● **Requirement**:
In the article on the Invitrogen–Illumina oligonucleotide alliance, what price per base does Illumina now charge for oligos made in a plate?

● **Document excerpt**:

***

Invitrogen will pay Illumina $3.4 million to manufacture oligonucleotides that it, in turn, will market, with the two companies splitting revenues 50-50, the companies said this week.

Invitrogen, fresh off the $8 million acquisition of Bio Asia and a biomarker agreement with the Mayo Clinic, said Tuesday it will invest the $3.4 million in Illumina’s San Diego oligonucleotide manufacturing facility, to extend Illumina’s Oligator technology from plate-based oligonucleotide products to tube-based oligonucleotide products, and eventually install the manufacturing technology in two Invitrogen facilities outside North America, likely Scotland and Japan.

The companies said Invitrogen will assume responsibility for sales, marketing, and technical support for the Oligator products in a transition expected to take place over the “next several quarters.”

“We believe we can grow the market and generate more revenues and profit than either of us can do independently,” Invitrogen CEO and chairman Greg Lucier said in a conference call.

Moreover, he said, market research associates primer purchases with other products.

“There is an affinity of primer volume with the rest of our products,” he said. “This is a novel solution.”

Lucier said the market opportunity in oligonucleotides is approximately $300 million and growing at low single-digits. Market analyst Frost and Sullivan estimates that the total global market for oligonucleotides is likely to grow from $340 million in 2003 to $776 million in 2010, driven by demand from basic research, drug target screening, and therapeutic development.

The oligonucleotide market is marked by fierce pricing competition. The Illumina-Invitrogen alliance will compete against market leaders IVT, Sigma-Aldrich, and Operon Biotechnologies, which spun out of Qiagen last summer in a management buyout.

Today, Illumina manufactures oligos in a plate at a price of 14 cents a base, compared to 35 cents per base four years ago, Lucier said, with a nod to Illumina’s manufacturing prowess.

“We thought they were sacrificing margin for market share,” Lucier said. “What Illumina had done is different, creating a cost-effective factory for making oligos with superb margins and quality.”

Illumina’s oligo production facility, located on a lower floor of its San Diego facility, has a capacity of 20 million oligos per year, according to SEC filings. The company is developing its next-generation oligo synthesizing technology, with plans to bring online two new instruments, which Illumina CEO Jay Flatley said could supply the needs of the entire commercial market, not including its internal needs.

The current Illumina technology is built on a largely automated backbone. Oligo sales are generated by sales reps, and then handled electronically. Customers can also log in to a website, place their orders, and oligos are manufactured and then shipped. The company’s most recent oligo release and its largest shipment, the whole mouse genome, included 8,000 plates.

Lucier noted that Invitrogen’s current oligo business is 80 percent tube-based and 20 percent plate-based, while all of Illumina’s business is in plates.

Lucier said that the alliance could produce a $100-million-plus business “in the next couple of years.” He said that the cost savings from transitioning Invitrogen’s current oligo-manufacturing in Frederick, Md., would likely not impact the company’s financials in 2005, but likely 2006 and beyond.

Invitrogen will shift most of its current oligo production to Illumina, with its oligo facilities in Frederick, Md., shifting emphasis to RNAi production work. Invitrogen’s distribution, which provides one-day turnaround times, will move from Frederick to San Diego.

“Delivering on the same or the next day is a critical element of being a player in the oligo market,” he said. “It was a key consideration in the discussions. We can serve all our customers inside the US the same from San Diego as we did from Frederick,” Lucier said.

The companies have established a six-person committee to manage the alliance and review expenses and profits.

Invitrogen will book all top-line revenues from sales, deduct sales and marketing costs, and costs of goods. Illumina will be credited for the cost of manufacturing, and receive a profit check, said Flatley.

Illumina’s seven sales representatives will move to Invitrogen within three months, Invitrogen said.

***

● **Listed entries**:
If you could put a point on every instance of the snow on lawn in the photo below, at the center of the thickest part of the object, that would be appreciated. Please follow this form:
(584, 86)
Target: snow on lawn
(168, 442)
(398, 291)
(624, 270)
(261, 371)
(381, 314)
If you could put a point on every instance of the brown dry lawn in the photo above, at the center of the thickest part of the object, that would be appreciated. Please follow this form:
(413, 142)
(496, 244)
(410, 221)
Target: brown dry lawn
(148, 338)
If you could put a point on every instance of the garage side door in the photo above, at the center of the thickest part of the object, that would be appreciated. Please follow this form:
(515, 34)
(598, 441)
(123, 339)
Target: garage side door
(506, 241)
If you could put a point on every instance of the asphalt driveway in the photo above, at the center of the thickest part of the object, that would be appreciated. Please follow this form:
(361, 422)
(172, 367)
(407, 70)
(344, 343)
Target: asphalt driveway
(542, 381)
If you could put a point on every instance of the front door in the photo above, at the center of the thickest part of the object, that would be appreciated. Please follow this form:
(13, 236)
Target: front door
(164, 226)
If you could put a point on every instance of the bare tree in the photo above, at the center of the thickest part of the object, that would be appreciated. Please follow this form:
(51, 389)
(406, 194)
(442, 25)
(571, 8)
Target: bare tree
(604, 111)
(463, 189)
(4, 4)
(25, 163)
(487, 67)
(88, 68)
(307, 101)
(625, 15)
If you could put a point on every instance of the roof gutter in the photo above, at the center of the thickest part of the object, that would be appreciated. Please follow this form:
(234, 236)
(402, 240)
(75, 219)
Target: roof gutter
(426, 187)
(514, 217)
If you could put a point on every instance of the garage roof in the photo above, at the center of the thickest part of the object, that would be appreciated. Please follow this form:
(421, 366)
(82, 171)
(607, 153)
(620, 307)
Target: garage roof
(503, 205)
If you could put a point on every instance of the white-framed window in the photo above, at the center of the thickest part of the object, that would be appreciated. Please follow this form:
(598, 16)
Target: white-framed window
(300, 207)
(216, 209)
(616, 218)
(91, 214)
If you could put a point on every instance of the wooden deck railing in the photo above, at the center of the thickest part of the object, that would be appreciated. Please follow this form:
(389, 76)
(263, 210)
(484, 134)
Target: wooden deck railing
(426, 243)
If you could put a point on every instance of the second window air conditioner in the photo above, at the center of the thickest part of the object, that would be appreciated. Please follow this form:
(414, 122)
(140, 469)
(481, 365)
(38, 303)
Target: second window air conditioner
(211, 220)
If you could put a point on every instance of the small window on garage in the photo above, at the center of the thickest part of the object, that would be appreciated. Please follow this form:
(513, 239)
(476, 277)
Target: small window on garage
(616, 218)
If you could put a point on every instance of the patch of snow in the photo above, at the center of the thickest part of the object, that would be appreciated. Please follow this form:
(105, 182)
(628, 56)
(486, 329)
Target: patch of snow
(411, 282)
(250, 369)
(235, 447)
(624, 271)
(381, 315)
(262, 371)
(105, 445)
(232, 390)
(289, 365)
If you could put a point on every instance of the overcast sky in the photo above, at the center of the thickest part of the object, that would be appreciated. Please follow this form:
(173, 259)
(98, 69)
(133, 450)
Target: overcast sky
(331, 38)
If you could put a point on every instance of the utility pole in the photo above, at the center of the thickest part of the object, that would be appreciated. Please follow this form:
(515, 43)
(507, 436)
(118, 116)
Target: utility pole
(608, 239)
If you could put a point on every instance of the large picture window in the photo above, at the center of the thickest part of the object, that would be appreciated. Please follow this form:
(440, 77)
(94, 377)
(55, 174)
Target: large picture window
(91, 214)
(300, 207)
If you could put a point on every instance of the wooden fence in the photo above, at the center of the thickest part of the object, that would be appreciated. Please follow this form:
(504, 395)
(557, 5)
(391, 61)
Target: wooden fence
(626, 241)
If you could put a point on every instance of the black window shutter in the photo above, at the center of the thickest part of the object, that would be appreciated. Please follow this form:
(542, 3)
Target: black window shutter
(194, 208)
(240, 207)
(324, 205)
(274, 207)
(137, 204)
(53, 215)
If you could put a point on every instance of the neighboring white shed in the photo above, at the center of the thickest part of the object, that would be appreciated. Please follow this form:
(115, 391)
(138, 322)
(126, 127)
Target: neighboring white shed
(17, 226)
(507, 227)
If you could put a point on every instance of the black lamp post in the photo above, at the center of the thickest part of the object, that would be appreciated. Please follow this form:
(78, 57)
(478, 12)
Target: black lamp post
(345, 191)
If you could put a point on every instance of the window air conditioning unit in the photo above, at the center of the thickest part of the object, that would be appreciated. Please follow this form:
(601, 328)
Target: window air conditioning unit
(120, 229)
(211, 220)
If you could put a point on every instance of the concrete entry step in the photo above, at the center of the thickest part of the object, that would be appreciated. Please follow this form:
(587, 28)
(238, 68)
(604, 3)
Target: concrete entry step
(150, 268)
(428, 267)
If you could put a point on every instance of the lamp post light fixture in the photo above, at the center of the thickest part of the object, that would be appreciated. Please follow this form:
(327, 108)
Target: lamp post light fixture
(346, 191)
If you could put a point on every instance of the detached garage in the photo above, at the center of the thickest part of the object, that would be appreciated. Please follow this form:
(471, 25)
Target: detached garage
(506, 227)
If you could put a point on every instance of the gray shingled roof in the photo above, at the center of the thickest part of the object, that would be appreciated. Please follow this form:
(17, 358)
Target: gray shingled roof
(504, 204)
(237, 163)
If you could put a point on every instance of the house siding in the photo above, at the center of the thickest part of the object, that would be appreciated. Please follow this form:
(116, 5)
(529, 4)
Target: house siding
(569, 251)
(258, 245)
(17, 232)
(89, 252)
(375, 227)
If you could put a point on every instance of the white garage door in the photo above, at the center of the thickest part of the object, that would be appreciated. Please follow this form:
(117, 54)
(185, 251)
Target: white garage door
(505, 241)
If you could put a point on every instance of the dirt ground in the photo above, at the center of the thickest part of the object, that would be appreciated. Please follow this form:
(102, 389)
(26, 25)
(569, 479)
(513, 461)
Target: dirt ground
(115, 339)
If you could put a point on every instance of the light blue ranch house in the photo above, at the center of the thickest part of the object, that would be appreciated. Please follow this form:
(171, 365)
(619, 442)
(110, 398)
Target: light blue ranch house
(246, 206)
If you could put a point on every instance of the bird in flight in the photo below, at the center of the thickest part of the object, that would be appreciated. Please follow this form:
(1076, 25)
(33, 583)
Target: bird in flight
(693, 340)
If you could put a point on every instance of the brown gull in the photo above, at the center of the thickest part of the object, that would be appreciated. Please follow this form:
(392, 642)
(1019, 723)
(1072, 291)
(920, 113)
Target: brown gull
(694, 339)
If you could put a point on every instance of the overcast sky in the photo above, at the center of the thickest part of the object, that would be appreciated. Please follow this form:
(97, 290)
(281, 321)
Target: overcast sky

***

● **Solution to this exercise**:
14 cents a base.